* QUOTED PASSAGE
━━━━━━━━
If there are no major events in the short term like war, natural disasters, etc., the core value of a business hardly changes in a few days. Buying and selling stocks for short-term gains can be seen as a zero-sum game.

In the long term, if there are macro and micro events directly affecting the business fundamentals, the total welfare of the inventors will be either greater or lower than zero depending on the events. In other words, investing in stocks over the long term is a non-zero-sum game.

From a positive perspective, the profits of publicly listed companies tend to grow over time along with general macroeconomic growth. Investors will share the good performance of the business - a game with a sum greater than zero where everyone wins.

**Is Derivatives Trading a Zero-Sum Game?**

Ignoring taxes and fees, VN30F futures trading is a zero-sum game because all of the trading cash flow is not put into businesses, only transferred from losers to winners. In fact, if all fees and taxes are included, it results in a negative-sum game.

**Is Algorithmic Trading a Zero-Sum Game?**

Whether algorithmic trading is a zero-sum game depends on the strategy used. Some strategies are based on short-term movements like scalping and day trading. These are prime examples of a zero-sum game. In the long term, without a clear alpha, these strategies will lose money because of taxes, fees, and price slippage.

Most other investment strategies have a positive sum, where the total benefit is greater than zero. A good example is long-term investing using algorithms that expect to profit from the overall growth of the economy. This is a positive-sum game, where everyone wins in the long run.
━━━━━━━━
* Point labeling examples
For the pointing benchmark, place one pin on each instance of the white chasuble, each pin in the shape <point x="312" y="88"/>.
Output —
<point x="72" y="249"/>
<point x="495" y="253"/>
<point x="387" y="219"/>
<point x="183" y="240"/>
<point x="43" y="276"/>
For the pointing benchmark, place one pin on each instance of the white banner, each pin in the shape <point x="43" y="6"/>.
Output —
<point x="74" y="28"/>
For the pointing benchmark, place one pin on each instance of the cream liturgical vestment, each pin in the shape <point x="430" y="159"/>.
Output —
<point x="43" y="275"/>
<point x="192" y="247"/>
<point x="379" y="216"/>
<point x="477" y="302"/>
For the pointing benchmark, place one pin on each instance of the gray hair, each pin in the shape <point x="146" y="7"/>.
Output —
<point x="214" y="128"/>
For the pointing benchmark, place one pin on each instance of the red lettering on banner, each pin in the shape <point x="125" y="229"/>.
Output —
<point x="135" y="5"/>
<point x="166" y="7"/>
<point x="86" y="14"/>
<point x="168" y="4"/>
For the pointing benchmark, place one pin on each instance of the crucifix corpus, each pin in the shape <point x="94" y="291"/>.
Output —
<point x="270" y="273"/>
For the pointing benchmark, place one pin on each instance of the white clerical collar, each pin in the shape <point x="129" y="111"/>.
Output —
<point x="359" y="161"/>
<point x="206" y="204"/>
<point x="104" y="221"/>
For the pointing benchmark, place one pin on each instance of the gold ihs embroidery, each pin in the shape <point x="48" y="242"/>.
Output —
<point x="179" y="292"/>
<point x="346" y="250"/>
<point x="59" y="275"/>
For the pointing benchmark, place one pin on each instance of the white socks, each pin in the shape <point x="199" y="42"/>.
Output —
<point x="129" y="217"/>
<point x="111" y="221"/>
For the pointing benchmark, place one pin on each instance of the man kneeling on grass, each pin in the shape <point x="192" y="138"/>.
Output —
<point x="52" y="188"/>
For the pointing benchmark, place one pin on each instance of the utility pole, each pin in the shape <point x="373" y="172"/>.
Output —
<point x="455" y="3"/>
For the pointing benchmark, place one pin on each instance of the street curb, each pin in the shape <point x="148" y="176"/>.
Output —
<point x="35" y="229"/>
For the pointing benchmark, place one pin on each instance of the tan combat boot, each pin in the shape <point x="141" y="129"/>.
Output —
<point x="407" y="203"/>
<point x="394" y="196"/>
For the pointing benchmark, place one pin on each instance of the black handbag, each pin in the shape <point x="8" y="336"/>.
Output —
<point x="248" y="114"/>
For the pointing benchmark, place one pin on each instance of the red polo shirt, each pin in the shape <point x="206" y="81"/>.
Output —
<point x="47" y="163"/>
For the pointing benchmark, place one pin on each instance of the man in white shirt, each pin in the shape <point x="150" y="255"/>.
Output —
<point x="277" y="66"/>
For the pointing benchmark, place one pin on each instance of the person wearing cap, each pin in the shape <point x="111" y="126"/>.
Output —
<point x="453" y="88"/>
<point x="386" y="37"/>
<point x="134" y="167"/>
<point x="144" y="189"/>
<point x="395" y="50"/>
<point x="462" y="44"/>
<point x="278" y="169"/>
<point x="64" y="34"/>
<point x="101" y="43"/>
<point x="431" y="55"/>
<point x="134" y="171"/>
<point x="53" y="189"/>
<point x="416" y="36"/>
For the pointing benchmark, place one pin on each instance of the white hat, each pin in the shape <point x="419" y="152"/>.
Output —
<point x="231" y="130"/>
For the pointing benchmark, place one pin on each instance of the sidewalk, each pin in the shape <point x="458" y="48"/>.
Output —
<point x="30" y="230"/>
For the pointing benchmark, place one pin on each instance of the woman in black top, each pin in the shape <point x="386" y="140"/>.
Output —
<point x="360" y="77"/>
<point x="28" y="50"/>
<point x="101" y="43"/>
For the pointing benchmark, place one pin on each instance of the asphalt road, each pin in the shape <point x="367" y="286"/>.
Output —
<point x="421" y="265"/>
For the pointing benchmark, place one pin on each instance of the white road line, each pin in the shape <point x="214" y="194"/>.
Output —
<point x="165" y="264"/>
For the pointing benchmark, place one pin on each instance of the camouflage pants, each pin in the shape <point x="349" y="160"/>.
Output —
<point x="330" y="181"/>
━━━━━━━━
* PROMPT 1
From the zero-sum game passage, restate word for word the part starting with "Ignoring taxes and" and going on through "and price slippage.".
* PROMPT 2
In the zero-sum game passage, what kind of game does VN30F futures trading become once all fees and taxes are included?

* SOLUTION 1
Ignoring taxes and fees, VN30F futures trading is a zero-sum game because all of the trading cash flow is not put into businesses, only transferred from losers to winners. In fact, if all fees and taxes are included, it results in a negative-sum game.

**Is Algorithmic Trading a Zero-Sum Game?**

Whether algorithmic trading is a zero-sum game depends on the strategy used. Some strategies are based on short-term movements like scalping and day trading. These are prime examples of a zero-sum game. In the long term, without a clear alpha, these strategies will lose money because of taxes, fees, and price slippage.

* SOLUTION 2
A negative-sum game.